## Short task 1:
Rescale the part of the records that opens with their first line and closes with the line containing "[109,88,132,118]", both ends included, and give back only those lines, requests and all. Multiply every bounding-box coordinate in the answers by 0.85 and round each result to a whole number, with halves going up.

======== Page excerpt

Hazing abuses in German military (Bundeswehr} detailed

Excerpt:

The parliamentary commissioner for the German armed forces confirmed on Tuesday that an army hazing scandal involving young recruits forced to take questionable rites of passage is much more widespread than initally thought.

Rheinhold Robbe this week presented the parliamentary defence committee, the Defence Ministry, and army commanders with 23 letters from soldiers that detail ritual abuse over the last few decades across the different branches of the country’s military.
Initial reports about hazing at the Mittenwald mountain infantry unit in Bavaria emerged in early February after a young man who trained there came forward to describe humiliating rituals during which soldiers were forced to eat raw animal liver until they vomited and nude climbing exercises.

“We can only achieve clarification and improvement for the situation when there’s a start at uncovering what actually happened,” Robbe told broadcaster N24 on Tuesday. “And the goal must be not to just to stop it but prevent it from happening in the future.”

Robbe, who is scheduled to speak to the committee on Wedesday, also acknowledged that the hazing rituals had occurred “everywhere in the Bundeswehr.”

================

## Short task 2:
Extend the news excerpt on hazing in the German military, picking up right after its final sentence.

======== The input

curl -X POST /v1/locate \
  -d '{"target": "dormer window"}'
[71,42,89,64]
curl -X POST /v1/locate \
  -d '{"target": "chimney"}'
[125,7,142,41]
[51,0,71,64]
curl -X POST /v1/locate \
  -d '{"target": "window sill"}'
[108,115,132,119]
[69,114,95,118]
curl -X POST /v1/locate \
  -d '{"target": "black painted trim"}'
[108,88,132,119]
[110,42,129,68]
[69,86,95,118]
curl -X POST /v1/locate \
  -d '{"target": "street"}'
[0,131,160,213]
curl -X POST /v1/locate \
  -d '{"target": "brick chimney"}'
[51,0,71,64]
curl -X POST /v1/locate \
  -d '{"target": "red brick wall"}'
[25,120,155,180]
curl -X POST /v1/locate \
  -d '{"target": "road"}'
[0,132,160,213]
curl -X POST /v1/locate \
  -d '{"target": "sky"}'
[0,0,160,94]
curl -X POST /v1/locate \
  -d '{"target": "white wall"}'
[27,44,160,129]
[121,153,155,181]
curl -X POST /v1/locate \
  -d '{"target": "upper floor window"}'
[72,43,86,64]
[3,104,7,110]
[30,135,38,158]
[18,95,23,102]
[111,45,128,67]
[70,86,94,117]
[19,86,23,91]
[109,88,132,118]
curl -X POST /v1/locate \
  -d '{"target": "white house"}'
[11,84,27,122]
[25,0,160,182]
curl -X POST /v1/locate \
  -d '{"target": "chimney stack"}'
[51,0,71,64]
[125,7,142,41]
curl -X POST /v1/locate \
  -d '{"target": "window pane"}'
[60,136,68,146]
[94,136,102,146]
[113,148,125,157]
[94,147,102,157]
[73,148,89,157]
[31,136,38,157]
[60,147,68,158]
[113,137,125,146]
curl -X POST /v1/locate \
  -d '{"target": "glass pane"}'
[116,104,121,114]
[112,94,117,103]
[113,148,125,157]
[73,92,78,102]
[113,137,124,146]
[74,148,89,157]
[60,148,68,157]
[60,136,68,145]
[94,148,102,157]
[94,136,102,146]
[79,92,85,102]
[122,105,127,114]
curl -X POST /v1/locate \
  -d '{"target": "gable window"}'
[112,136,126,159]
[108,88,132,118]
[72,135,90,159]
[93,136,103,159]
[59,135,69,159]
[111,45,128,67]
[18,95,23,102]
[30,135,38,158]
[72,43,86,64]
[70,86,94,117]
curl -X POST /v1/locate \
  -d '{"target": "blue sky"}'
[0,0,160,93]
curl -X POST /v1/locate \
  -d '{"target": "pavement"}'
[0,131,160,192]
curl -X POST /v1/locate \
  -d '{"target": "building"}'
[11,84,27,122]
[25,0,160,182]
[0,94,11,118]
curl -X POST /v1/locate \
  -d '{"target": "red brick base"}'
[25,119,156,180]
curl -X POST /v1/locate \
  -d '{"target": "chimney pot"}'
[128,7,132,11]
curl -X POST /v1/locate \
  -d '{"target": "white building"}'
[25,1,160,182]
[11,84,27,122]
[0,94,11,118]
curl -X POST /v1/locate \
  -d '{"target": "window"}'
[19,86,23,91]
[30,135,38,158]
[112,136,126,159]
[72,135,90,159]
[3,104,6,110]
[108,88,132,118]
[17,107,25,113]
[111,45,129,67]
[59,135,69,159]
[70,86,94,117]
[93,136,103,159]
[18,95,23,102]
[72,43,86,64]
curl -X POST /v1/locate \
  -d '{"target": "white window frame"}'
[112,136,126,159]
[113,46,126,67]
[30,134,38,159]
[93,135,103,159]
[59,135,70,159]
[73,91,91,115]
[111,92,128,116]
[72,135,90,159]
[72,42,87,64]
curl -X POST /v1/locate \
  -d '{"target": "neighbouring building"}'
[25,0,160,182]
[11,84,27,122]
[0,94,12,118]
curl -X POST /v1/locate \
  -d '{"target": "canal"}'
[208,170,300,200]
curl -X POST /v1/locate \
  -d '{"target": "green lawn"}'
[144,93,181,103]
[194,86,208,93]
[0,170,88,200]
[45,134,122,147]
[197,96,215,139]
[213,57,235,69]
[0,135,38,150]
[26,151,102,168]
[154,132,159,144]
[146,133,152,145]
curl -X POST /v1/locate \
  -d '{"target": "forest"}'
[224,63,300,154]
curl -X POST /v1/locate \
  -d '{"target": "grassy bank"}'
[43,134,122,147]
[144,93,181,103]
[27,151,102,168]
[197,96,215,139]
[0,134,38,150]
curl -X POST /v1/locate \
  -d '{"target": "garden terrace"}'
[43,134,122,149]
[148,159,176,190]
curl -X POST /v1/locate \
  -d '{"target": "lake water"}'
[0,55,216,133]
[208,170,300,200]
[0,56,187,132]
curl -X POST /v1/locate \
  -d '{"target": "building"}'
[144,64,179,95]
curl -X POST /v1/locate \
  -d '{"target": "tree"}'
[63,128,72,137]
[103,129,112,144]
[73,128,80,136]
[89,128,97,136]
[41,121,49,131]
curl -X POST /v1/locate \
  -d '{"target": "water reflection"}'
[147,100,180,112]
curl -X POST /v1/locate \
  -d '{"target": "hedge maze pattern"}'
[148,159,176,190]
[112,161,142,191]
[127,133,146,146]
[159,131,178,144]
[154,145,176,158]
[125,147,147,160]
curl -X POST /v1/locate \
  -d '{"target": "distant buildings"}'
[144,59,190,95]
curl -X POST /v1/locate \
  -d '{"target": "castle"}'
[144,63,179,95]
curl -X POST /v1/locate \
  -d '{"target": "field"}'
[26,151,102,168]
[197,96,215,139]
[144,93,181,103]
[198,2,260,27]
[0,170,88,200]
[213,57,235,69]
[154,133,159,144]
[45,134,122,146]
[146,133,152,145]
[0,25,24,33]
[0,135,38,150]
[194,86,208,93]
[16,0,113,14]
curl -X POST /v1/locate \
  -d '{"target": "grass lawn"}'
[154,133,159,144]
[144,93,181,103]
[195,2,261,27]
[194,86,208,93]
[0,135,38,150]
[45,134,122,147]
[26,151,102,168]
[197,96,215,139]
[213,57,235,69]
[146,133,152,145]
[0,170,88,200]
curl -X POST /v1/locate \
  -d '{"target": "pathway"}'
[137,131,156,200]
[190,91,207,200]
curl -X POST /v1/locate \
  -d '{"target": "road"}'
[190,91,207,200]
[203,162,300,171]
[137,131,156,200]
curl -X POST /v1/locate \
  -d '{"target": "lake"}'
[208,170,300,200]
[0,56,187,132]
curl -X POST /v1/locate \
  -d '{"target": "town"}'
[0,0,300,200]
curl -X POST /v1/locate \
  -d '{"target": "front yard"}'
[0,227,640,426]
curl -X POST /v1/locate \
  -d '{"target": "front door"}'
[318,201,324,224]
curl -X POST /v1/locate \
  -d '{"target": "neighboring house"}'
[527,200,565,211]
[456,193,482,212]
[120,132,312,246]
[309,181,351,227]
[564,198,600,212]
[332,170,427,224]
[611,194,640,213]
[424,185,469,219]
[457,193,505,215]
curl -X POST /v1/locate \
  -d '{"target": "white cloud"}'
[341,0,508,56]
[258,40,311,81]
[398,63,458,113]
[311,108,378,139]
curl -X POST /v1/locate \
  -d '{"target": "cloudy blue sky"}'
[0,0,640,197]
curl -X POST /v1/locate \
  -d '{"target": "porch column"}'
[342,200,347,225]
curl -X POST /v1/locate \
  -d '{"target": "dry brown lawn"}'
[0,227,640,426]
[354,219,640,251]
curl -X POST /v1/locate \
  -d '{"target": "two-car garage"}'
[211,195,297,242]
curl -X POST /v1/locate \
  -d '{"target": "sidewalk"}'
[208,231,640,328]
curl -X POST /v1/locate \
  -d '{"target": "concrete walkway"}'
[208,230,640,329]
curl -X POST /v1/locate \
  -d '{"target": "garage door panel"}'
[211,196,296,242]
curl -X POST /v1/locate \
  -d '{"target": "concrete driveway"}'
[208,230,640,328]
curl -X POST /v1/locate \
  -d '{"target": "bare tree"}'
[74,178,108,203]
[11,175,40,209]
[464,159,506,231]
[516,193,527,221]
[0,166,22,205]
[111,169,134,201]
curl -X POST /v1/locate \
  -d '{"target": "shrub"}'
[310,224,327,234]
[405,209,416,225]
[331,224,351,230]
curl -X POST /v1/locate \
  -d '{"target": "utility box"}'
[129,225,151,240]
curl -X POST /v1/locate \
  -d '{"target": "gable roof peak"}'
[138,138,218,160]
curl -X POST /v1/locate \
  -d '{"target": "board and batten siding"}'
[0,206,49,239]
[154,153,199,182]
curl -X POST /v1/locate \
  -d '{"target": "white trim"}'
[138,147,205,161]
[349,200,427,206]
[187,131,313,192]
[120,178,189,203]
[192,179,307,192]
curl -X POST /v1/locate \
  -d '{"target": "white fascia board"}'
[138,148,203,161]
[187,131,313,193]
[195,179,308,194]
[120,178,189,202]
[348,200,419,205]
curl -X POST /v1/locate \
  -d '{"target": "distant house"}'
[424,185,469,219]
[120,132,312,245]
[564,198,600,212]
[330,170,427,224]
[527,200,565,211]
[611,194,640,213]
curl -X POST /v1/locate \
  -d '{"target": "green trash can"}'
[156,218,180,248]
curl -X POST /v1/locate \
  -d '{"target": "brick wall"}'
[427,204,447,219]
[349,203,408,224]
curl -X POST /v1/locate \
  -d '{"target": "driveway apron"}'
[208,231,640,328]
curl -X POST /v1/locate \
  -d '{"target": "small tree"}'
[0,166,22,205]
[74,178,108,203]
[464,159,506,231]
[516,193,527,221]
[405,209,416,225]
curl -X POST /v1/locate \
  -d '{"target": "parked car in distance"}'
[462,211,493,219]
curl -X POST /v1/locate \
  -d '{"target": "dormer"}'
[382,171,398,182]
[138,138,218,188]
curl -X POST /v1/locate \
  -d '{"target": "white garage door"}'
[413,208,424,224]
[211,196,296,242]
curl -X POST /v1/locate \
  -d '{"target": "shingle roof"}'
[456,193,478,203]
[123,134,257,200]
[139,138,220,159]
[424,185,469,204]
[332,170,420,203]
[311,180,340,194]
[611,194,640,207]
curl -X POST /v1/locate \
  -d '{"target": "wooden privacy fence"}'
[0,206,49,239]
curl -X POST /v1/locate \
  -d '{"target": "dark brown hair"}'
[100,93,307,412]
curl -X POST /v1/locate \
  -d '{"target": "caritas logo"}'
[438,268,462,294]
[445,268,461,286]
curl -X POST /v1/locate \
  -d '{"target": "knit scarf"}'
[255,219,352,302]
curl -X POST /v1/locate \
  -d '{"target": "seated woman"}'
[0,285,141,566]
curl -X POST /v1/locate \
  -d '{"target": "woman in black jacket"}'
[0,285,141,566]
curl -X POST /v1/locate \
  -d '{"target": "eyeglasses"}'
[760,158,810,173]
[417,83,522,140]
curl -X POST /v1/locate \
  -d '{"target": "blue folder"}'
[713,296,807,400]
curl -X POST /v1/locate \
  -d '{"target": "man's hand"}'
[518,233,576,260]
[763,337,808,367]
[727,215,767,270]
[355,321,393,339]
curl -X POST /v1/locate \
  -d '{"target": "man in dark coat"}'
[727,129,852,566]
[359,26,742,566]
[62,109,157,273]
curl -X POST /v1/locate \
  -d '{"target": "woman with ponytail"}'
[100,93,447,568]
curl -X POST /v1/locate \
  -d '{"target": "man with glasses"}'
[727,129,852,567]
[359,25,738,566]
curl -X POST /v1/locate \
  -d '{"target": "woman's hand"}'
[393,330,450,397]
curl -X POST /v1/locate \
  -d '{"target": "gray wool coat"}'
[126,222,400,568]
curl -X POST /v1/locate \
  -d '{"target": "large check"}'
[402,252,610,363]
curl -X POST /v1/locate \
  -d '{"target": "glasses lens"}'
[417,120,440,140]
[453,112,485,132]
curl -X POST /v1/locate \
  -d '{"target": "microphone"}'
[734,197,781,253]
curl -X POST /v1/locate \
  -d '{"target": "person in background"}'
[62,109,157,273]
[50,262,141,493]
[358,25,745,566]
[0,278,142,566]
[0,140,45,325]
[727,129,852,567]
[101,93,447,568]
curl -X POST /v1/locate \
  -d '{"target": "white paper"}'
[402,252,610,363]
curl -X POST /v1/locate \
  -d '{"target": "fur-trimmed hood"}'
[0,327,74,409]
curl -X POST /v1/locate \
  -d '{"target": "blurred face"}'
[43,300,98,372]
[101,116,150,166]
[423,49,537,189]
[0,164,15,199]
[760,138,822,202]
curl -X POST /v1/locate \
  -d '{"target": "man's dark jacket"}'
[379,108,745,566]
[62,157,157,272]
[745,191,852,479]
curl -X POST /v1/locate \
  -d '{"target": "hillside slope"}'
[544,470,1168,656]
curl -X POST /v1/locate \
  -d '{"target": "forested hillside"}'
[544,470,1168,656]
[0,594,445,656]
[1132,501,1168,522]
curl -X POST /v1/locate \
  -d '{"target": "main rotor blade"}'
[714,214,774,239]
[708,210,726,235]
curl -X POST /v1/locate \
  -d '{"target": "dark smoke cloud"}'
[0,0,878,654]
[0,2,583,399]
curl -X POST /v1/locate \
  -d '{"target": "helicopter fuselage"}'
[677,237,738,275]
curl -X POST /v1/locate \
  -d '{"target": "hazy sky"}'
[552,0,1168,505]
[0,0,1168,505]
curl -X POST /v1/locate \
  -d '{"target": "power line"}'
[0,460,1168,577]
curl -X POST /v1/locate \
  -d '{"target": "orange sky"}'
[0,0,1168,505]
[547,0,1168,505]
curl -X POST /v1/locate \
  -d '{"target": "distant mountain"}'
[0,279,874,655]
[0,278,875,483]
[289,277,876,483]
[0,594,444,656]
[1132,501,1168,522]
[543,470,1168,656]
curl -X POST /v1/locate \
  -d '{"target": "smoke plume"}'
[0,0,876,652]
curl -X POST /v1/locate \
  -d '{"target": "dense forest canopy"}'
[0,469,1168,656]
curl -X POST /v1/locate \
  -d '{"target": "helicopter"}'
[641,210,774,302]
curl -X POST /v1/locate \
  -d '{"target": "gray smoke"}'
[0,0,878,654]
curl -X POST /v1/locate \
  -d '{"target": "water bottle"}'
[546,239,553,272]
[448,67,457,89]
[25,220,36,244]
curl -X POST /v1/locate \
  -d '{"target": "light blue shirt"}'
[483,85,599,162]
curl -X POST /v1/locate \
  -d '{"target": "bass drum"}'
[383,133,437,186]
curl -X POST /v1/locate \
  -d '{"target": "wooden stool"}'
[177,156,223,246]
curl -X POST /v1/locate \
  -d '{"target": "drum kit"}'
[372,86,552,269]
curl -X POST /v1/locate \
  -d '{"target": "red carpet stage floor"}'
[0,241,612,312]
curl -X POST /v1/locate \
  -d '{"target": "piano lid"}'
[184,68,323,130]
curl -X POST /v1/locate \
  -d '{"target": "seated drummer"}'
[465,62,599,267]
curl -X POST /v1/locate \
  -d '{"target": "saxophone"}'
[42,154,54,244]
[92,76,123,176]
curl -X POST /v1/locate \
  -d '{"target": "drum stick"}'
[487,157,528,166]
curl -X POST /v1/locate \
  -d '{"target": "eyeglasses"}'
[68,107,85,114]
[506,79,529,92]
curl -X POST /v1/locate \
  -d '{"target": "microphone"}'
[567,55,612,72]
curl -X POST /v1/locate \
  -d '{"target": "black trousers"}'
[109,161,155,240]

================

## Task output 1:
curl -X POST /v1/locate \
  -d '{"target": "dormer window"}'
[60,36,76,54]
curl -X POST /v1/locate \
  -d '{"target": "chimney"}'
[106,6,121,35]
[43,0,60,54]
curl -X POST /v1/locate \
  -d '{"target": "window sill"}'
[92,98,112,101]
[59,97,81,100]
curl -X POST /v1/locate \
  -d '{"target": "black painted trim"}'
[92,75,112,101]
[94,36,110,58]
[59,73,81,100]
curl -X POST /v1/locate \
  -d '{"target": "street"}'
[0,111,136,181]
curl -X POST /v1/locate \
  -d '{"target": "brick chimney"}'
[43,0,60,54]
curl -X POST /v1/locate \
  -d '{"target": "red brick wall"}'
[21,102,132,153]
curl -X POST /v1/locate \
  -d '{"target": "road"}'
[0,112,136,181]
curl -X POST /v1/locate \
  -d '{"target": "sky"}'
[0,0,136,80]
curl -X POST /v1/locate \
  -d '{"target": "white wall"}'
[23,37,136,110]
[103,130,132,154]
curl -X POST /v1/locate \
  -d '{"target": "upper floor window"}'
[61,37,73,54]
[3,88,6,94]
[26,115,32,134]
[15,81,20,87]
[94,38,109,57]
[60,73,80,99]
[16,73,20,77]
[93,75,112,100]

## Task output 2:
The Bundeswehr has launched an investigation into the Mittenwald matter, which Robbe said had garnered more than 50 additional letters from soldiers who experienced hazing there.

The treatment was supposed to be a rite of passage for soldiers to climb the internal hierarchy within units.

Among other letters describing abuse beyond Mittenwald, one was titled, “Mittenwald is only the tip of the iceberg,” and described how alcohol consumption was “practically ordered” during group social events.

Another letter penned by an enlisted man between 1996 and 1998 at various southern German stations detailed a game called “Jukebox,” during which young soldiers were shut into their footlockers and forced to sing.

Still another soldier who served as a naval officer two decades ago described something he called the “red-arse ritual,” where young recruits had an electric floor polisher applied to their bare backsides until their skin was raw.